Data to examine:
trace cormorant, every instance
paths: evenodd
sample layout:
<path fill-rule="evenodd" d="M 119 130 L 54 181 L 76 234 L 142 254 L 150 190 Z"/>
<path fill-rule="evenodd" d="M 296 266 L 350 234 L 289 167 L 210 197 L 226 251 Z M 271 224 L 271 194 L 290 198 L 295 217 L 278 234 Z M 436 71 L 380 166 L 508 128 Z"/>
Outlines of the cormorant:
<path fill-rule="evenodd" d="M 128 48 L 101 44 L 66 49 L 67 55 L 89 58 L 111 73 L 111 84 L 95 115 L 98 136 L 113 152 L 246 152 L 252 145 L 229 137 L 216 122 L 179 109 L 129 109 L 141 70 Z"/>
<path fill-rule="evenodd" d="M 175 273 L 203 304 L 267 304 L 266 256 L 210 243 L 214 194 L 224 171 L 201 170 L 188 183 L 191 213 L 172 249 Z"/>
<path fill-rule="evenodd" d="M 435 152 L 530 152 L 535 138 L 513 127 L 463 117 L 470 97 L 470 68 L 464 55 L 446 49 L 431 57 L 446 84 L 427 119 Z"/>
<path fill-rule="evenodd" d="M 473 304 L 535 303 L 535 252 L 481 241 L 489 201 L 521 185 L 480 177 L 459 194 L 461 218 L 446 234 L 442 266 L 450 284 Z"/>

What is required:
The range runs from the line with "119 130 L 54" up to and including the line with "296 266 L 350" in the listing above; please write out exactly those lines and nothing more.

Reply to the exercise:
<path fill-rule="evenodd" d="M 119 130 L 54 181 L 76 234 L 142 254 L 150 190 Z"/>
<path fill-rule="evenodd" d="M 296 266 L 350 234 L 289 167 L 210 197 L 226 251 Z M 271 224 L 271 194 L 290 198 L 295 217 L 278 234 Z M 436 71 L 380 166 L 508 128 Z"/>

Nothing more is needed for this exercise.